Give the lines of the material below as a JSON list of strings, one string per line, from the line with "the wave face" to the line with "point(118, 250)", both included. Leave out any blank lines.

THE RECORDS:
--*--

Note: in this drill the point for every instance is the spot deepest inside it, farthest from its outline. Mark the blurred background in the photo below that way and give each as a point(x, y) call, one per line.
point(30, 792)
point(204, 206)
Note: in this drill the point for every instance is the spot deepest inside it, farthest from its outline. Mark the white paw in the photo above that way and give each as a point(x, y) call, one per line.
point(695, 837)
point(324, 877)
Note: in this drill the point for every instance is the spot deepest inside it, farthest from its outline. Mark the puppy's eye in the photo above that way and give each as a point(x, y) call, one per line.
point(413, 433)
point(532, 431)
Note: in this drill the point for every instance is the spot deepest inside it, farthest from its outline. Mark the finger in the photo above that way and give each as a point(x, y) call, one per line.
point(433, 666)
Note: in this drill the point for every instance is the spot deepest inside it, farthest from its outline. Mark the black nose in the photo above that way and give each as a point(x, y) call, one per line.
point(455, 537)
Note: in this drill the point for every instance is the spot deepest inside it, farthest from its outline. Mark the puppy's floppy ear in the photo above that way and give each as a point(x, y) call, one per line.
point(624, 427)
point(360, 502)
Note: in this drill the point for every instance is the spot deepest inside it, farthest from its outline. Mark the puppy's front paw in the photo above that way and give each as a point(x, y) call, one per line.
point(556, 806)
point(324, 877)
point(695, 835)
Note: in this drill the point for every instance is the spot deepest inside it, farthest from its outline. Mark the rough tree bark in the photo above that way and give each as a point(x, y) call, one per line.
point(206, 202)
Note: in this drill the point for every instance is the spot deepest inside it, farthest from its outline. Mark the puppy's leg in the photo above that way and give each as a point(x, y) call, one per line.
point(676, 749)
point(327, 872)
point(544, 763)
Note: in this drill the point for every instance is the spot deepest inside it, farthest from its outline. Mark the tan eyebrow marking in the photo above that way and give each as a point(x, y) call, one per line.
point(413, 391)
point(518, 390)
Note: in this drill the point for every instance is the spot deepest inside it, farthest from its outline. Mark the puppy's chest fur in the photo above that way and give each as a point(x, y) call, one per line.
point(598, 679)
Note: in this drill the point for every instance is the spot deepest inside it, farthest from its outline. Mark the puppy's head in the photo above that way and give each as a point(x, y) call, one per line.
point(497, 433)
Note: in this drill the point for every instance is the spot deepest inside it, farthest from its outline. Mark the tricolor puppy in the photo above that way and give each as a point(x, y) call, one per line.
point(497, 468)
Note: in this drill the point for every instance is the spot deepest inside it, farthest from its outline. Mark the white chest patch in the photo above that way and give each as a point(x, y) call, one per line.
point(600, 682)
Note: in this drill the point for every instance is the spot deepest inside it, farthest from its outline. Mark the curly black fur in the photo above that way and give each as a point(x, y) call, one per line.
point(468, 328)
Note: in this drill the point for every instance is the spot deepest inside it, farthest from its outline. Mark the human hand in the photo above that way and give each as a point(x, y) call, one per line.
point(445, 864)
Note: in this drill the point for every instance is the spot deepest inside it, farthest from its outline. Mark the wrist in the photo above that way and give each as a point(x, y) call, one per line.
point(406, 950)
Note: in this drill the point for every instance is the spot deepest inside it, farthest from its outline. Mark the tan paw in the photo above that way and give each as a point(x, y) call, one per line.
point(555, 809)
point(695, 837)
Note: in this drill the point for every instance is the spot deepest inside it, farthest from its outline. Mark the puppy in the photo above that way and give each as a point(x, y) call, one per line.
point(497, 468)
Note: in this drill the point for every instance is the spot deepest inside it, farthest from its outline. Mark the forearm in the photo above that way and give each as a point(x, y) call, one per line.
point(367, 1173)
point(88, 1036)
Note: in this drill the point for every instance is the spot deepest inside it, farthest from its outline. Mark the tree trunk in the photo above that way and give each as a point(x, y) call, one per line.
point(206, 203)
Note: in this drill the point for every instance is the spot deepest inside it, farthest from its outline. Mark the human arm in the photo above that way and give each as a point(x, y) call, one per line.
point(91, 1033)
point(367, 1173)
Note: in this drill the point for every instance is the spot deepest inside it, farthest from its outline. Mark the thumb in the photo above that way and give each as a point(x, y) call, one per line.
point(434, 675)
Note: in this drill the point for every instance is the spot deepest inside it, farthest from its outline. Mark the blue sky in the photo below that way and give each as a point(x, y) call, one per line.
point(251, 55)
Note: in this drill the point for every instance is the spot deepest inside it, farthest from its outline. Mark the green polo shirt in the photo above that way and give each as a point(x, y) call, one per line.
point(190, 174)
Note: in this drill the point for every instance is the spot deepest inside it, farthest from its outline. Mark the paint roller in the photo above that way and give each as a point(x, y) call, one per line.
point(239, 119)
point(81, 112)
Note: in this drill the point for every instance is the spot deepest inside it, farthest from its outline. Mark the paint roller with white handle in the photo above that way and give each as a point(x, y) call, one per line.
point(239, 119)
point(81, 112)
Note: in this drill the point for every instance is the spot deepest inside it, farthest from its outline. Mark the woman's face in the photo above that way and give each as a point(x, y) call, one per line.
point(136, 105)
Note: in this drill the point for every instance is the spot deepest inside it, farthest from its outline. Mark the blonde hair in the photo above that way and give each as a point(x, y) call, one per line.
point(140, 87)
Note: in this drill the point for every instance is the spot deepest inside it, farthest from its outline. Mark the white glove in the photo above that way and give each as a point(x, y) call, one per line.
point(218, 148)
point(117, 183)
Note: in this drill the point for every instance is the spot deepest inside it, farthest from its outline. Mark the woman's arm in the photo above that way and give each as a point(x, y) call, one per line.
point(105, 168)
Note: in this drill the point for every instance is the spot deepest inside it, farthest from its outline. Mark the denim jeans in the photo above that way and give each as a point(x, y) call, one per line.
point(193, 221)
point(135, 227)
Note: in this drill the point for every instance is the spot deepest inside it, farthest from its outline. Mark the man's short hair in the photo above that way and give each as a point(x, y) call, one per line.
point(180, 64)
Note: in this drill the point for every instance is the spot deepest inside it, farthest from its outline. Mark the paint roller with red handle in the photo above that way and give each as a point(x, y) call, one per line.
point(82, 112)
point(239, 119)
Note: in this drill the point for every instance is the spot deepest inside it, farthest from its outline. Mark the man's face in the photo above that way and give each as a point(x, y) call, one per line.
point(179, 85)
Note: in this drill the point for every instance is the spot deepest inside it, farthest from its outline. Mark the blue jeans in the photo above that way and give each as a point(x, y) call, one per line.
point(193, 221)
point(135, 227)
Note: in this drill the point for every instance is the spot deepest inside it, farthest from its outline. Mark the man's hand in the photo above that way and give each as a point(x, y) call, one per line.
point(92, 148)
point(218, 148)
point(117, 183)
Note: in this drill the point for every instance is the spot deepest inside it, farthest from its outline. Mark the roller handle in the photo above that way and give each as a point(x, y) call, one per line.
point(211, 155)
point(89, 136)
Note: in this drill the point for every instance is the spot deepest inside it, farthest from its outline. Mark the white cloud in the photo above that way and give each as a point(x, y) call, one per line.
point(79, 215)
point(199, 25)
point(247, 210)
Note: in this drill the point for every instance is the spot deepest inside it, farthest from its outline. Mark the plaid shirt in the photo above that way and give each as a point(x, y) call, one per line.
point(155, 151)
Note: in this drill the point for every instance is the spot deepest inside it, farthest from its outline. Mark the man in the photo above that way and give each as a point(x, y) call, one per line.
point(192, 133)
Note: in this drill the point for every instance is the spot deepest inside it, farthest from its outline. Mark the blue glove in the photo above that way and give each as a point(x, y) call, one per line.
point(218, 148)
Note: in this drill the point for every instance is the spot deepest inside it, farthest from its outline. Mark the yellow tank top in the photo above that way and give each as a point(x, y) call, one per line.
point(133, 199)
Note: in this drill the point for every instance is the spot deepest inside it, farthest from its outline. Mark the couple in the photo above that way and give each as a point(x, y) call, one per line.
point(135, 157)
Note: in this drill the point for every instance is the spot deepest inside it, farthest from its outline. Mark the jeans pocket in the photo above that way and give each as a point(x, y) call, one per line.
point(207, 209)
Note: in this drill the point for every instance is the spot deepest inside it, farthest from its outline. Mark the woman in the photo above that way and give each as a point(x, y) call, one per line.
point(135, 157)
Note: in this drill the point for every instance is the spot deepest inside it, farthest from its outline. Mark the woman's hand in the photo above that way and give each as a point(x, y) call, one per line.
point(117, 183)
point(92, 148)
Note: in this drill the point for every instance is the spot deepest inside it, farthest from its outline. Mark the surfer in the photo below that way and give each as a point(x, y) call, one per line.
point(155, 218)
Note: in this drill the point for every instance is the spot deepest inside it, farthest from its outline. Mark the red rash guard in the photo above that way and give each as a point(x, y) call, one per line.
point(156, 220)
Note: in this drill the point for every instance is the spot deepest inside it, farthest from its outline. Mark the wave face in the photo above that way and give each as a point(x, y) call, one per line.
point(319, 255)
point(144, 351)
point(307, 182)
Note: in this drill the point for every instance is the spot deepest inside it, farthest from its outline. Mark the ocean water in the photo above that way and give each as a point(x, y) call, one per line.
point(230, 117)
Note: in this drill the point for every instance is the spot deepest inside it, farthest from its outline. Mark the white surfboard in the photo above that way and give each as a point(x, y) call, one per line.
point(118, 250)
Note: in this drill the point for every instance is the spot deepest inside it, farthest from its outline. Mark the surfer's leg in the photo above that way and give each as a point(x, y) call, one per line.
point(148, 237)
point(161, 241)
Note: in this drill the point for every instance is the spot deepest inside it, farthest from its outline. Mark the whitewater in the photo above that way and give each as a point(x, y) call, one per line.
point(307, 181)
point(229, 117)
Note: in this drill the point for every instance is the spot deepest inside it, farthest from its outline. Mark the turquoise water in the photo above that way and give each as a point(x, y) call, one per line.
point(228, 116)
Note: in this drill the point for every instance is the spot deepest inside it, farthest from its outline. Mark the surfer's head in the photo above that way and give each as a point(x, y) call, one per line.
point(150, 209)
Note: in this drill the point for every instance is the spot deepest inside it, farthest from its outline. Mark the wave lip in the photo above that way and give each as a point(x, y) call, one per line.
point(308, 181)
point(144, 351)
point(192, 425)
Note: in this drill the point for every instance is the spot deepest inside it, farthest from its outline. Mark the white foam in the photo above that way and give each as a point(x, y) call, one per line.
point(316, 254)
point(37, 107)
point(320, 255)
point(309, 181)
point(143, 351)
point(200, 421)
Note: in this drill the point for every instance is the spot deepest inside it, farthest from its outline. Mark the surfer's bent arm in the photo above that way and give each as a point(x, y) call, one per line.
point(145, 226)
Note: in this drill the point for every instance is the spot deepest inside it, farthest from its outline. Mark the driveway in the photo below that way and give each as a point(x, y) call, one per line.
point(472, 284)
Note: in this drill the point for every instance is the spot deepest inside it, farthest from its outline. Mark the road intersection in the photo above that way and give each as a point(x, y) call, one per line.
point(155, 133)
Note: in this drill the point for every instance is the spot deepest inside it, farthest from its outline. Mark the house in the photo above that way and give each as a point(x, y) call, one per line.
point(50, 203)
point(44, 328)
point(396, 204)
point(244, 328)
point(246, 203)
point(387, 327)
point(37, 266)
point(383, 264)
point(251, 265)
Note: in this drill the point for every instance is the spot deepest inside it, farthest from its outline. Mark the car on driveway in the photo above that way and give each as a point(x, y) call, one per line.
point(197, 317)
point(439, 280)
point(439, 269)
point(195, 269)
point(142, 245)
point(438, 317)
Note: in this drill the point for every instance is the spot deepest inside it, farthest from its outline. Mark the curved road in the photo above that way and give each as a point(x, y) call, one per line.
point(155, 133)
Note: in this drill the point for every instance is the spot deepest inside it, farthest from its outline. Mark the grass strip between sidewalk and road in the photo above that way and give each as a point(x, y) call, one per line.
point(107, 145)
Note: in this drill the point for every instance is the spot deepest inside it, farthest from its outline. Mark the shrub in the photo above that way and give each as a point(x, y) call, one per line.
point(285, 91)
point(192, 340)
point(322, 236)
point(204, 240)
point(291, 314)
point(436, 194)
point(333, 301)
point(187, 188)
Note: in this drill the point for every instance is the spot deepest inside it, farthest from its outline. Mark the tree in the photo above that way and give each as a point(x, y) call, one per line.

--*--

COMPLETED EXERCISE:
[
  "Note: in this drill the point for every instance is the spot deepest inside it, farthest from its outline. Mark the wave face in the photo above that way and give each as a point(x, y) call, one per line.",
  "point(319, 255)",
  "point(144, 351)",
  "point(307, 182)",
  "Note: in this drill the point for every instance is the spot deepest inside it, farthest from its outline. Mark the ocean water in the photo above that way and give each as a point(x, y) call, one per line.",
  "point(230, 117)",
  "Note: in this drill the point for every instance is the spot deepest inside it, farthest from its outline. Mark the white surfboard in the photo above that way and give each as a point(x, y) call, one per line.",
  "point(118, 250)"
]